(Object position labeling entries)
◇ ◇ ◇ ◇ ◇ ◇ ◇

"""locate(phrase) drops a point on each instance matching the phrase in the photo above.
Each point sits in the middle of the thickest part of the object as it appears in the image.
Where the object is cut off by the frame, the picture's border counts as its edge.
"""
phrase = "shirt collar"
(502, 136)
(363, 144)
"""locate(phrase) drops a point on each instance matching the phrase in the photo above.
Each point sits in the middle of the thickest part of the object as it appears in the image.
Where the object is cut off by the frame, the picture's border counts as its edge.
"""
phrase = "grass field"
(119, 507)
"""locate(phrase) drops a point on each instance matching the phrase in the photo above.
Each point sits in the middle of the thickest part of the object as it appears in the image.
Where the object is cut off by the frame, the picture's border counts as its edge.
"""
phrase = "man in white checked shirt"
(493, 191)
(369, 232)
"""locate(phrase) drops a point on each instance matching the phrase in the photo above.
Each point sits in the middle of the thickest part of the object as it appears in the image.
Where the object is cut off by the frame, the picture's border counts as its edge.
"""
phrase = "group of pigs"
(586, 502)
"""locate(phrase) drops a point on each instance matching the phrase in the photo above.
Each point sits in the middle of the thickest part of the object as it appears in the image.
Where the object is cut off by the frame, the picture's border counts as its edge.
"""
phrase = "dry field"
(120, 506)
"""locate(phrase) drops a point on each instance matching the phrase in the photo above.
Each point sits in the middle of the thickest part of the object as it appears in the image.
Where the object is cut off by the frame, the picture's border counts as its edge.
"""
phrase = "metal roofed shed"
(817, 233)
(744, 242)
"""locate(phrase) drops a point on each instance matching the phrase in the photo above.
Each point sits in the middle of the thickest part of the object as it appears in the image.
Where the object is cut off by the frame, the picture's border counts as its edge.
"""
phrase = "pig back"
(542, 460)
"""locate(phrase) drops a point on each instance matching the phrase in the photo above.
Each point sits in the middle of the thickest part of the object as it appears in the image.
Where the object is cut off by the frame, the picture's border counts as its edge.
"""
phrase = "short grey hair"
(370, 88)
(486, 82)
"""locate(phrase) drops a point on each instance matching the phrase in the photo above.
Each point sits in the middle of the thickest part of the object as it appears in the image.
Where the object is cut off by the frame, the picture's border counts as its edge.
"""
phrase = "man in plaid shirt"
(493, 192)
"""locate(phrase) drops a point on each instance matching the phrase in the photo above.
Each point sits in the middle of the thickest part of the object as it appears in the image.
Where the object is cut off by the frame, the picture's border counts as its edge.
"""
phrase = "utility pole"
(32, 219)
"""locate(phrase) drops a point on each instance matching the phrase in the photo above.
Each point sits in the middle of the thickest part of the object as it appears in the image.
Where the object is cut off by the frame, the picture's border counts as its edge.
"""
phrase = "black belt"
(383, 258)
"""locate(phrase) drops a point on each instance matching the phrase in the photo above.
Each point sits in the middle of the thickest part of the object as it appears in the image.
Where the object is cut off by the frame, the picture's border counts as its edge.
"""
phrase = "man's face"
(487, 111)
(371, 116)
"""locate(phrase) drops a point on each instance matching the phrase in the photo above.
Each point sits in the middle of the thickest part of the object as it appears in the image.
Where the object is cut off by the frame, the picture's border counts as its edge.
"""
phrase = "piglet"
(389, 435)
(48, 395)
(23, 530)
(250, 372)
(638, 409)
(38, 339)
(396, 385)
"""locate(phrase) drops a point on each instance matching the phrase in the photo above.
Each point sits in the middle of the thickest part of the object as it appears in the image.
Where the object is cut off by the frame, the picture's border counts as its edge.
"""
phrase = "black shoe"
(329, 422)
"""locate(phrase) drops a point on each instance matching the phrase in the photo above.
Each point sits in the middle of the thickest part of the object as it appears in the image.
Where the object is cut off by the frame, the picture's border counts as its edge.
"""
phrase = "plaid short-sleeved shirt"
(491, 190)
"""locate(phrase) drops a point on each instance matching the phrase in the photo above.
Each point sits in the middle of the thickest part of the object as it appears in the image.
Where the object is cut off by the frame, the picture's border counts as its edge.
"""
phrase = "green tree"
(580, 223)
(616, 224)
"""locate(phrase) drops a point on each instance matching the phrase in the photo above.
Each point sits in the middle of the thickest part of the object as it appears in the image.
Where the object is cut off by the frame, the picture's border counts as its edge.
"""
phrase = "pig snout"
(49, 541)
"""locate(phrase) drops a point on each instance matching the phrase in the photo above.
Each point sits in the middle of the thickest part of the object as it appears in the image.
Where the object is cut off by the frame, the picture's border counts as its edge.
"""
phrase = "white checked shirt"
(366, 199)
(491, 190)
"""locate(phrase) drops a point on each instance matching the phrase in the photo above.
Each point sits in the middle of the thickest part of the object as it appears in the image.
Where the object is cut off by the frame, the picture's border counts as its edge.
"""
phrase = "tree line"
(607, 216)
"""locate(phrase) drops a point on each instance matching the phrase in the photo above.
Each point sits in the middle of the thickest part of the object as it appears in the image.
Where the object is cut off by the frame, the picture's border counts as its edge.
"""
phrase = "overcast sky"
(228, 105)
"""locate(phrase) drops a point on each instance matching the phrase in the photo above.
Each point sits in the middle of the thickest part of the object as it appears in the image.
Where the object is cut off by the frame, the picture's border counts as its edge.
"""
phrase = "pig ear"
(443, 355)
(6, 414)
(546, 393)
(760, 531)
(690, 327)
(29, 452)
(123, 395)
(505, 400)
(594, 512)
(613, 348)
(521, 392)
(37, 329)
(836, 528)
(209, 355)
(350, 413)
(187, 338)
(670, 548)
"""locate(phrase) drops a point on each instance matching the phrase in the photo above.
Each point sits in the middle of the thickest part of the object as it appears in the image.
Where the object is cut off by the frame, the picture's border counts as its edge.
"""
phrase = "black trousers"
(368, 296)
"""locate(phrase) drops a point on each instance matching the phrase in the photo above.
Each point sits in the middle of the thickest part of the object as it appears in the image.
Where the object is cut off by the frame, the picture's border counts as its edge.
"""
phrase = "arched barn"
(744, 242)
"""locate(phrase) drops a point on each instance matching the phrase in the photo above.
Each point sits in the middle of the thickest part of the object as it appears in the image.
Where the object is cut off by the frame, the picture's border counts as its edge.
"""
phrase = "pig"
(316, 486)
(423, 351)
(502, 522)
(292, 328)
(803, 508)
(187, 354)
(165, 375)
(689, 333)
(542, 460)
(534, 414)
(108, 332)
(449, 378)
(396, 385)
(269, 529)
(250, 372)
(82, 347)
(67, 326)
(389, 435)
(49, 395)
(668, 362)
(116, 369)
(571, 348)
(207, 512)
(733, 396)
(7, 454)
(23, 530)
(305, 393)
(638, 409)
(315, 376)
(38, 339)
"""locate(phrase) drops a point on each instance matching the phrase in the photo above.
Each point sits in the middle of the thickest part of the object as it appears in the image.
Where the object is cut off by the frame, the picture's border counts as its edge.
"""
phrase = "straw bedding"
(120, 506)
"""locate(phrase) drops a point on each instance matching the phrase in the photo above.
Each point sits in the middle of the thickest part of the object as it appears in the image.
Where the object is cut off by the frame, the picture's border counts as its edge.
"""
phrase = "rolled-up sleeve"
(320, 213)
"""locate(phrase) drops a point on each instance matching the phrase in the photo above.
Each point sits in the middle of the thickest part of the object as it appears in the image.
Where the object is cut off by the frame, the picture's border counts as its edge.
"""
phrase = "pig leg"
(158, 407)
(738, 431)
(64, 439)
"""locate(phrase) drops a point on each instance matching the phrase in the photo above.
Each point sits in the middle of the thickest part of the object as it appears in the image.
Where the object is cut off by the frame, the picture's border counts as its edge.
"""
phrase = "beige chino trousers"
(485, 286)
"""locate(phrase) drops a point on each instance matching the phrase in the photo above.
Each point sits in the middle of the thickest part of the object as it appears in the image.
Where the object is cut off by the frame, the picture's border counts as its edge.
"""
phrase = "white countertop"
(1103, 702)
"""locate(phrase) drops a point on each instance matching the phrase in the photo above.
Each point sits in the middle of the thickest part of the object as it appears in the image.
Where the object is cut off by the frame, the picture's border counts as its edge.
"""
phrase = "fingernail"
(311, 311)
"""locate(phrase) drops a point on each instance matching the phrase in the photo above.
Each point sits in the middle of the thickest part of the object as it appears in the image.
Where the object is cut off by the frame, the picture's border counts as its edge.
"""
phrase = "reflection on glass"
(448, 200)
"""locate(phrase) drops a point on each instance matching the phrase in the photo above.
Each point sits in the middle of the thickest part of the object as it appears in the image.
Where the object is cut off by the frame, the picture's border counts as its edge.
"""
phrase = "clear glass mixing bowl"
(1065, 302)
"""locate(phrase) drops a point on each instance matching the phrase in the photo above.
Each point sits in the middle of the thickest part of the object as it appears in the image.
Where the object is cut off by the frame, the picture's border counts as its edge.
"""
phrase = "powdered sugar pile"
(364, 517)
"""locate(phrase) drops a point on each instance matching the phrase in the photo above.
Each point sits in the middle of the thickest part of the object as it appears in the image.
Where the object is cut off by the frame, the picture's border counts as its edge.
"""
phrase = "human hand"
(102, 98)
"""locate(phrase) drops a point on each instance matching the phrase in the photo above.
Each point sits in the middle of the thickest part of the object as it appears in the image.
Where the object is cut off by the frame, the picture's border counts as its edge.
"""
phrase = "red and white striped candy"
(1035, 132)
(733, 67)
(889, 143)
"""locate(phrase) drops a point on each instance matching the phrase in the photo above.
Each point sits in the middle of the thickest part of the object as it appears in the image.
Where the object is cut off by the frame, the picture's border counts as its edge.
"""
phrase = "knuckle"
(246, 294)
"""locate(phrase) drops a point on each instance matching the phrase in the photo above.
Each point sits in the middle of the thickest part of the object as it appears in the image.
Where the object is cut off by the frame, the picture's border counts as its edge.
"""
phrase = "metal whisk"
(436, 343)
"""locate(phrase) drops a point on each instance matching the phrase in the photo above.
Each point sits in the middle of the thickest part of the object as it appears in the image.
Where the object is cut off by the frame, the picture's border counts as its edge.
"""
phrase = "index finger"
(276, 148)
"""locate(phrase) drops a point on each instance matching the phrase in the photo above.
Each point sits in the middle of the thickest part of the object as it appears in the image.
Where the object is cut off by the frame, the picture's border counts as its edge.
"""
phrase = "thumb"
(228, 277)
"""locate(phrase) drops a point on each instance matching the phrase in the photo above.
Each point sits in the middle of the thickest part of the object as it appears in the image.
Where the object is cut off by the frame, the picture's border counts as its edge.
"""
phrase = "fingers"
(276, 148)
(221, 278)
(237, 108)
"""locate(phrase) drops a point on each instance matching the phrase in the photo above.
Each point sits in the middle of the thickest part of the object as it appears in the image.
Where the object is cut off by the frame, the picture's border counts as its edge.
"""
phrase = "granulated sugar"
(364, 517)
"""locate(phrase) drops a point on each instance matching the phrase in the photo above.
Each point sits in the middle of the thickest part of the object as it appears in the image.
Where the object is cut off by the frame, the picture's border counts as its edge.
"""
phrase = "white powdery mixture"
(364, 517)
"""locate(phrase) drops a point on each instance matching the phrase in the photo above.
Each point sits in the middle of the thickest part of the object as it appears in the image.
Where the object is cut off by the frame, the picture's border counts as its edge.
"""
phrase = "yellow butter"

◇ ◇ ◇ ◇ ◇ ◇ ◇

◆ What is being asked
Please copy out every line of the rows above that contains the word "white". Case counts.

◆ Solution to the problem
phrase = "man in white checked shirt"
phrase = "white checked shirt"
phrase = "white countertop"
phrase = "red and white striped candy"
phrase = "white powdery mixture"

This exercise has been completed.